TEXT EXCERPT —
+--
There’s been no let-up in the debate about the Obama administration’s rule requiring most employers to provide prescription birth control to their workers without additional cost.
Here’s the rub: The only truly novel part of the plan is the “no cost” bit.
The rule would mean, for the first time, that women won’t have to pay a deductible or co-payment to get prescription contraceptives.
“Now millions more women and families are going to have access to essential health care coverage at a cost that they can afford,” says Sarah Lipton-Lubet, policy counsel with the ACLU. “But as a legal matter, a constitutional matter, it’s completely unremarkable.”
In fact, employers have pretty much been required to provide contraceptive coverage as part of their health plans since December 2000. That’s when the federal Equal Employment Opportunity Commission ruled that failure to provide such coverage violates the 1978 Pregnancy Discrimination Act. That law is, in turn, an amendment to Title VII of the 1964 Civil Rights Act, which outlaws, among other things, discrimination based on gender.
Here’s how the EEOC put it at the time: “The Commission concludes that Respondents’ exclusion of prescription contraceptives violates Title VII, as amended by the Pregnancy Discrimination Act, whether the contraceptives are used for birth control or for other medical purposes.”
But it’s not only the EEOC that has ruled on the issue. More than half the states have similar “contraceptive equity” laws on the books, many with religious exceptions similar or identical to the one included in the Administration’s regulation.
That’s no accident. “The HHS rule was modeled on the exceptions in several state laws, including California, New York, and Oregon,” says Lipton-Lubet of the ACLU.
There are now lawsuits challenging the constitutionality of the policy, including a new one filed on behalf of the religious television network EWTN. But the exemptions have already been tested in court, at least at the state level.
In 2004, the California Supreme Court upheld that state’s law, in a suit brought by Catholic Charities, on a vote of 6-1.
The court ruled that Catholic Charities didn’t qualify as a “religious employer” because it didn’t meet each of four key criteria (which, by the way, are the same as those in the new federal regulation):
- The organization’s primary purpose is “the inculcation of religious values.”
- It primarily employs people of that religion.
- It primarily serves people of that religion.
- It’s a registered nonprofit organization.
Two years later, in 2006, New York’s top state court rejected a claim by Catholic Charities and several other religious groups that the state’s contraceptive coverage law discriminated against them because it exempted churches but not their religiously-affiliated groups.
“When a religious organization chooses to hire non-believers, it must, at least to some degree, be prepared to accept neutral regulations imposed to protect those employees’ legitimate interests in doing what their own beliefs permit,” the justices wrote.
Said Lipton-Lubet, “In both the California and New York cases, Catholic Charities made arguments very similar to the ones being made now with respect to the HHS rule. Those arguments failed in that litigation, and they’re no more persuasive here.”
Lawyers for religious litigants, however, say they think they may stand a better chance challenging the federal rule, particularly given a recent unanimous Supreme Court decision exempting religious employers from employment discrimination laws.
Opponents of the Obama adminstration’s rule are also hoping they may find the votes to overturn it in Congress.
+--
WHAT THE EXERCISE ASKS — Print the part of the contraceptive coverage article from "There are now" up to and including "vote of 6-1.", word for word. You can ignore the material that follows this text.

DATASET EXTRACT —
+--
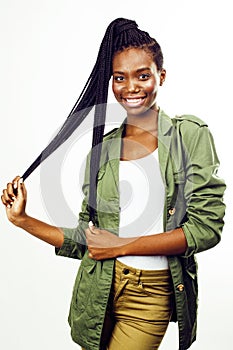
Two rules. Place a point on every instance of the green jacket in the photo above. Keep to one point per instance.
(194, 201)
+--
REPLY —
There are now lawsuits challenging the constitutionality of the policy, including a new one filed on behalf of the religious television network EWTN. But the exemptions have already been tested in court, at least at the state level.
In 2004, the California Supreme Court upheld that state’s law, in a suit brought by Catholic Charities, on a vote of 6-1.